**Testo di partenza:**
....

Aveva solo 16 anni la ragazza che 30 anni fa è stata ritrovata ai piedi del canyon d Tuvixeddu, priva di vita. Per decenni il suo caso fu archiviato come suicidio, ipotesi mai sposata dalla famiglia. Come poteva essersi lanciata nel vuoto, aver fatto un volo di decine di metri e non avere pressochè ferite riconducibili alla caduta? Da poco il caso è stato ufficialmente riaperto, preziosa l’analisi effettuata e depositata dal medico legale Roberto Demontis che ha messo in evidenza l’incompatibilità dei segni impressi sul corpo della ragazza. La famiglia, che mai si è arresa, ha lanciato ancora una volta un appello rivolto a chi è a conoscenza di quello che è accaduto a Manuela. “Ha sofferto tanto, ha subito violenza, ed è morta senza giustizia. Non possiamo permettere che la sua storia venga dimenticata. Qualcuno sa cosa le è successo. Qualcuno ha visto. Qualcuno ha paura di parlare. Con chi era quella mattina? Con chi è salita in macchina? Dove ha mangiato il semolino? Con chi?
In quale casa è stata portata Manuela? Nessun vicino ha visto qualcosa? Sappiamo che tante persone sanno e non parlano. Per paura, per omertà, per chissà quale motivo. Ma tenere questo segreto significa essere complici.
Manuela ha subito violenza. Ha sofferto troppo. È morta senza colpe, ma chi sa e tace è colpevole.
Se avete visto o sentito qualcosa, parlate. Anche in modo anonimo. Scrivete alla nostra mail [email protected], agli avvocati, alla procura, a chiunque vogliate. Ma fatelo.
Manuela aveva solo 16 anni. Poteva essere vostra figlia. Vostra sorella. Vostra amica. Oggi è lei, domani potrebbe essere qualcun altro. Rompiamo il silenzio”.

....

[Descrizioni di regioni in linguaggio naturale]

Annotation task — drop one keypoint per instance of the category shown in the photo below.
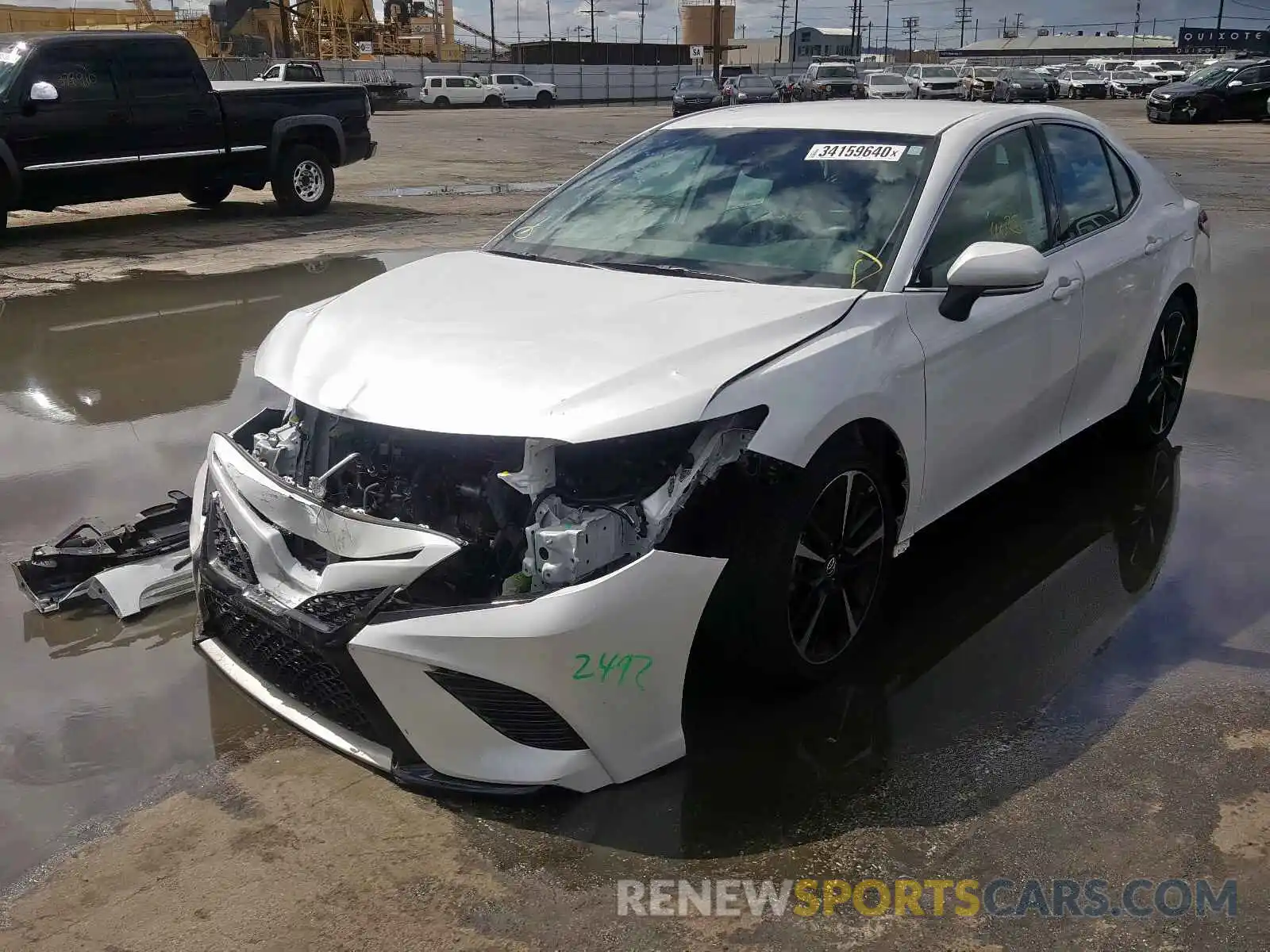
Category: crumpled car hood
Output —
(478, 343)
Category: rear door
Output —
(175, 117)
(80, 146)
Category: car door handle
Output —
(1066, 289)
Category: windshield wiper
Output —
(673, 271)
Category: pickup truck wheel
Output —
(304, 182)
(206, 196)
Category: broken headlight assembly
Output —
(531, 514)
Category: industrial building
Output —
(1068, 46)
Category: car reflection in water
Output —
(120, 351)
(996, 609)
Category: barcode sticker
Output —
(855, 152)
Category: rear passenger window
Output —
(80, 75)
(1126, 186)
(1086, 190)
(159, 70)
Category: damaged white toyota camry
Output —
(705, 390)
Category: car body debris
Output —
(131, 568)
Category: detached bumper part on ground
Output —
(302, 606)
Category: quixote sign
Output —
(1223, 40)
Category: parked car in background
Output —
(829, 80)
(292, 73)
(1130, 84)
(1016, 86)
(930, 82)
(753, 88)
(1164, 70)
(977, 83)
(694, 93)
(521, 90)
(1235, 89)
(444, 92)
(1083, 84)
(886, 86)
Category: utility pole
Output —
(963, 17)
(780, 36)
(911, 29)
(886, 32)
(718, 41)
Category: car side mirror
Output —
(992, 268)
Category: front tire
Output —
(808, 592)
(206, 196)
(304, 182)
(1153, 409)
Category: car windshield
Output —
(1214, 75)
(772, 205)
(10, 61)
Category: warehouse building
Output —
(1068, 46)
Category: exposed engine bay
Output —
(533, 514)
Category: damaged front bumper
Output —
(577, 685)
(131, 568)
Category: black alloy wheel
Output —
(1157, 399)
(837, 566)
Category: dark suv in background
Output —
(695, 93)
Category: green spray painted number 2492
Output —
(615, 666)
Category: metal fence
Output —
(575, 84)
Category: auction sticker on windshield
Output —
(855, 152)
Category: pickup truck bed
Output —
(90, 117)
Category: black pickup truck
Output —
(94, 117)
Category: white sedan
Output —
(696, 400)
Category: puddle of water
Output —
(108, 393)
(502, 188)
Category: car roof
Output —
(910, 118)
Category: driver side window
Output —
(1086, 190)
(997, 198)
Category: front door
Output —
(1248, 101)
(78, 148)
(996, 384)
(175, 117)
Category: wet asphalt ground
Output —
(1077, 685)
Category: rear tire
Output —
(206, 196)
(802, 600)
(1153, 409)
(304, 182)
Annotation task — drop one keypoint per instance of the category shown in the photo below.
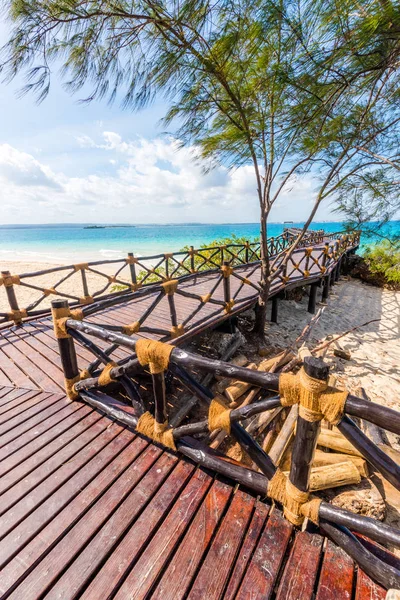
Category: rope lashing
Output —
(86, 300)
(153, 353)
(228, 306)
(148, 426)
(135, 286)
(10, 280)
(17, 315)
(131, 328)
(316, 398)
(226, 270)
(296, 504)
(49, 291)
(105, 376)
(219, 416)
(81, 267)
(131, 260)
(69, 384)
(60, 317)
(170, 287)
(206, 298)
(177, 330)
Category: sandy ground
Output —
(72, 286)
(375, 348)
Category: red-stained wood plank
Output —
(36, 424)
(366, 589)
(262, 572)
(131, 546)
(85, 417)
(337, 573)
(249, 543)
(301, 570)
(215, 570)
(30, 492)
(151, 562)
(39, 401)
(138, 476)
(76, 496)
(42, 441)
(183, 565)
(42, 433)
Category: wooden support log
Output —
(374, 455)
(335, 441)
(378, 570)
(274, 309)
(306, 432)
(322, 459)
(284, 436)
(312, 300)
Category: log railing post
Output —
(312, 300)
(192, 267)
(227, 282)
(66, 348)
(132, 268)
(11, 297)
(274, 309)
(307, 432)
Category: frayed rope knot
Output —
(148, 426)
(297, 505)
(219, 417)
(316, 399)
(155, 354)
(105, 376)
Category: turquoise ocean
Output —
(63, 244)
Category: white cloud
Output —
(146, 181)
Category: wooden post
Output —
(274, 310)
(312, 301)
(227, 283)
(65, 345)
(11, 297)
(84, 284)
(306, 433)
(192, 268)
(132, 269)
(325, 288)
(160, 406)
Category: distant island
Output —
(106, 226)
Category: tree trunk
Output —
(261, 306)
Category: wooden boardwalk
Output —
(91, 510)
(29, 354)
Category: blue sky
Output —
(63, 161)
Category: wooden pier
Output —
(92, 509)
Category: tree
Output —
(260, 83)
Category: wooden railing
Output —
(132, 273)
(309, 391)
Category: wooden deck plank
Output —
(152, 560)
(337, 573)
(143, 476)
(301, 571)
(252, 536)
(210, 581)
(128, 550)
(69, 503)
(262, 572)
(183, 565)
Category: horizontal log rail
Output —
(309, 389)
(133, 273)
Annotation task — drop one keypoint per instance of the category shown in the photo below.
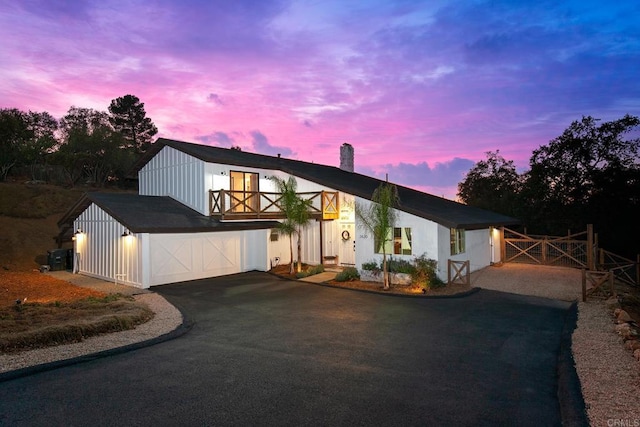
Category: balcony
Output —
(243, 205)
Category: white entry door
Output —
(347, 245)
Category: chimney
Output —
(346, 157)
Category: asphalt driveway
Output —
(266, 351)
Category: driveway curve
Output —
(268, 351)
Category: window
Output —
(457, 241)
(244, 191)
(398, 242)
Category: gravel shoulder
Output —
(609, 375)
(167, 318)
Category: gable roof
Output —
(440, 210)
(152, 214)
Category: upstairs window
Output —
(244, 192)
(398, 242)
(457, 241)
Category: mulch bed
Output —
(453, 289)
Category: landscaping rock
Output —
(622, 316)
(612, 303)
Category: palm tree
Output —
(297, 214)
(379, 217)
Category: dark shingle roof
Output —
(153, 214)
(442, 211)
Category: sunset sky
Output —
(421, 89)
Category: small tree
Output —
(127, 116)
(379, 218)
(297, 214)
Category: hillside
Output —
(28, 217)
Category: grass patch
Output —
(33, 325)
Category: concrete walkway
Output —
(97, 284)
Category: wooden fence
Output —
(458, 272)
(573, 250)
(579, 250)
(624, 269)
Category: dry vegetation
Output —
(38, 310)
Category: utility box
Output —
(58, 259)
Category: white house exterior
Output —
(205, 211)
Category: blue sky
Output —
(421, 89)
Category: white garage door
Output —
(180, 257)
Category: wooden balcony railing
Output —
(226, 204)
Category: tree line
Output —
(84, 146)
(588, 175)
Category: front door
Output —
(347, 245)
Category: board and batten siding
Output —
(177, 175)
(101, 251)
(477, 249)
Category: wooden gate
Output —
(574, 250)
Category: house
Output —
(204, 211)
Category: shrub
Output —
(347, 275)
(370, 265)
(316, 269)
(424, 273)
(399, 266)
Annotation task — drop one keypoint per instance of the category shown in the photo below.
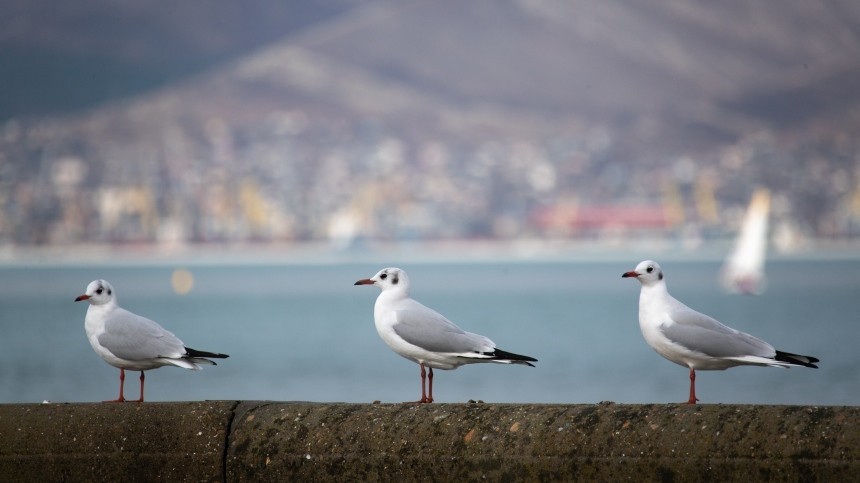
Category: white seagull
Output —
(129, 341)
(425, 336)
(695, 340)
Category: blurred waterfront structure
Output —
(294, 179)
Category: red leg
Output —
(693, 398)
(141, 387)
(424, 398)
(430, 381)
(121, 384)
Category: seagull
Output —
(695, 340)
(425, 336)
(129, 341)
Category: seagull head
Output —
(387, 278)
(99, 292)
(647, 272)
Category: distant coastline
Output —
(417, 252)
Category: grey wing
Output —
(132, 337)
(430, 330)
(699, 332)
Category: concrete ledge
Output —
(268, 441)
(114, 442)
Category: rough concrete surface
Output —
(608, 442)
(274, 441)
(114, 442)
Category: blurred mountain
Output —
(502, 109)
(65, 56)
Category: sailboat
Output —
(743, 270)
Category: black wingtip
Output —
(517, 358)
(196, 353)
(797, 359)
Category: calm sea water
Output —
(304, 332)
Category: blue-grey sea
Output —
(304, 332)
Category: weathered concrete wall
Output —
(114, 442)
(268, 441)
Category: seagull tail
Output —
(499, 355)
(796, 359)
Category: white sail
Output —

....

**Mettere in pratica:**
1: Aggiornate il passo del testo sul caso di Manuela che comincia con "In quale casa" e prosegue fino a "tace è colpevole.", trascrivendolo con "reticenza" al posto di "omertà".
2: Secondo il testo sul caso di Manuela, chi ha effettuato e depositato l'analisi che ha messo in evidenza l'incompatibilità dei segni impressi sul corpo della ragazza?

**Risultati della prova:**
1:
In quale casa è stata portata Manuela? Nessun vicino ha visto qualcosa? Sappiamo che tante persone sanno e non parlano. Per paura, per reticenza, per chissà quale motivo. Ma tenere questo segreto significa essere complici.
Manuela ha subito violenza. Ha sofferto troppo. È morta senza colpe, ma chi sa e tace è colpevole.

2: Il medico legale Roberto Demontis.